• **課題の指示**
家族のもとへ戻るルイを描いた戯曲の上演についての文章を、一字も変えずに全文書き写してください。

自らの死が近づいていることを知ったルイ(海津忠)はそのことを告げるため、何年も会っていなかった田舎の家族のもとに戻ることを決意する。老いた母(根本江理)、彼女と暮らす11も年の離れた妹・シュザンヌ(西風生子)、田舎に残り母のそばに住み工具工場で働く2つ下の弟・アントワーヌ(串尾一輝)、初めて会うその妻・カトリーヌ(原田つむぎ)。彼女たちは地元を離れたまま戻ってこない長兄に屈折した思いを抱いており、突然のルイの来訪は家族の関係を軋ませる。ギスギスし張り詰めた雰囲気と繰り返される言い争い。ルイはやがて訪れる自らの死を伝えることができないまま再び家を離れることになる。
この戯曲にはト書きがほとんどない。台詞は基本的に家族の会話、あるいは彼らの独白だが、その境目は極めて曖昧だ。冒頭に置かれたルイの独白は実家に戻る決意を告げる。だがそれはいつ誰に向けて語られたものなのか。演出の蜂巣ももと舞台美術の渡邉織音は、舞台空間を「記憶の場」として上演を立ち上げてみせた。

• **提供データ**

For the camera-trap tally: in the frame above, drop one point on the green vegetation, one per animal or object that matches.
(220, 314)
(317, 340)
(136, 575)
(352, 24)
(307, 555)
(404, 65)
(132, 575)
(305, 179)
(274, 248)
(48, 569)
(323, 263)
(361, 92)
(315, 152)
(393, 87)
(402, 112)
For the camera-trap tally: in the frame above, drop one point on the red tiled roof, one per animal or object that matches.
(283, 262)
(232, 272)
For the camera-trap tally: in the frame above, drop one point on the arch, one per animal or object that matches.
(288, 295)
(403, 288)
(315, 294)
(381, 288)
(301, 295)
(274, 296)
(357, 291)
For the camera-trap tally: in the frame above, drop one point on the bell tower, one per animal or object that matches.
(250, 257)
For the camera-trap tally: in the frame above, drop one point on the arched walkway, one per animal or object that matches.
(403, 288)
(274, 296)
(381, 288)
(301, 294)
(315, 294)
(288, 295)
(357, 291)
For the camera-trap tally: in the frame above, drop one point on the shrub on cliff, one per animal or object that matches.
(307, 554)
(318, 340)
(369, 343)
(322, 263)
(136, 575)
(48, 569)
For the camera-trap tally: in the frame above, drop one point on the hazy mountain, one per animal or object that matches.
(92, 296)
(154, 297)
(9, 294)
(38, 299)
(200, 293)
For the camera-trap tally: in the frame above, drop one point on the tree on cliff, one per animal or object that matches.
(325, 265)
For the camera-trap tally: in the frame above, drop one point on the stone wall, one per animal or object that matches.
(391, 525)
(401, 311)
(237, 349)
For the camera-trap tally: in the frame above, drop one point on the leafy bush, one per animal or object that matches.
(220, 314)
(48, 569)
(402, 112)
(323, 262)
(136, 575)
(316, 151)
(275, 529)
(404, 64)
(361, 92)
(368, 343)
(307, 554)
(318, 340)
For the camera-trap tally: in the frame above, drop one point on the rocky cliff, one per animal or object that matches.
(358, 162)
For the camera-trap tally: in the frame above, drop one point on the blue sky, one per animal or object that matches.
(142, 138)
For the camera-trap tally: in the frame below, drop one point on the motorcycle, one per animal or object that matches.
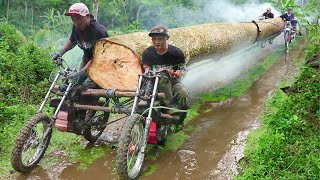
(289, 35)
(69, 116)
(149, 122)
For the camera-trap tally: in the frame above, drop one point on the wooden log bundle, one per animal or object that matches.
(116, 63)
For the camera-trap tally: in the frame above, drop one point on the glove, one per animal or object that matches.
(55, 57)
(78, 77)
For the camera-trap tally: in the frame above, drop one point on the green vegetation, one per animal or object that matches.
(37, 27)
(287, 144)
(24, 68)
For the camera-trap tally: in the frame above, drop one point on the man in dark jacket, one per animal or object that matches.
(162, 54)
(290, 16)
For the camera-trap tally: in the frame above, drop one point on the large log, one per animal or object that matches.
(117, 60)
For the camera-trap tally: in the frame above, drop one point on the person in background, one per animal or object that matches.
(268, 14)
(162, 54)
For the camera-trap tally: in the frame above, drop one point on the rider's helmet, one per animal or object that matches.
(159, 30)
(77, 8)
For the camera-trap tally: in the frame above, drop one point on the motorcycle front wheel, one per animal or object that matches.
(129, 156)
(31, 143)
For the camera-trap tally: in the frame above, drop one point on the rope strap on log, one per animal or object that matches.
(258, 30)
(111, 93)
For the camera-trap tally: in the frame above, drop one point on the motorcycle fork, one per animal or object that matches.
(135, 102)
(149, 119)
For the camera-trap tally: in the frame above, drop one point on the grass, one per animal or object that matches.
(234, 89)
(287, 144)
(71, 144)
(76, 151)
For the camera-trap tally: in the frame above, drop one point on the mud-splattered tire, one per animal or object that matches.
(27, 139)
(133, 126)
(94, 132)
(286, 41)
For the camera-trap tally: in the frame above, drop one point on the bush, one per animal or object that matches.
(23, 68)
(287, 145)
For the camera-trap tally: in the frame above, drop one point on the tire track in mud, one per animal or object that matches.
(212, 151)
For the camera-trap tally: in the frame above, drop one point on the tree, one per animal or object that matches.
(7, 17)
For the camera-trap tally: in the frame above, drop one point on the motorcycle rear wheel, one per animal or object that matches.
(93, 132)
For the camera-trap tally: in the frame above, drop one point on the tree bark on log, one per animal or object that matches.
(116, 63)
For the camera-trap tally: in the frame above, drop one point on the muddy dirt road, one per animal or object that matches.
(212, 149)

• **課題の出力**
自らの死が近づいていることを知ったルイ(海津忠)はそのことを告げるため、何年も会っていなかった田舎の家族のもとに戻ることを決意する。老いた母(根本江理)、彼女と暮らす11も年の離れた妹・シュザンヌ(西風生子)、田舎に残り母のそばに住み工具工場で働く2つ下の弟・アントワーヌ(串尾一輝)、初めて会うその妻・カトリーヌ(原田つむぎ)。彼女たちは地元を離れたまま戻ってこない長兄に屈折した思いを抱いており、突然のルイの来訪は家族の関係を軋ませる。ギスギスし張り詰めた雰囲気と繰り返される言い争い。ルイはやがて訪れる自らの死を伝えることができないまま再び家を離れることになる。
この戯曲にはト書きがほとんどない。台詞は基本的に家族の会話、あるいは彼らの独白だが、その境目は極めて曖昧だ。冒頭に置かれたルイの独白は実家に戻る決意を告げる。だがそれはいつ誰に向けて語られたものなのか。演出の蜂巣ももと舞台美術の渡邉織音は、舞台空間を「記憶の場」として上演を立ち上げてみせた。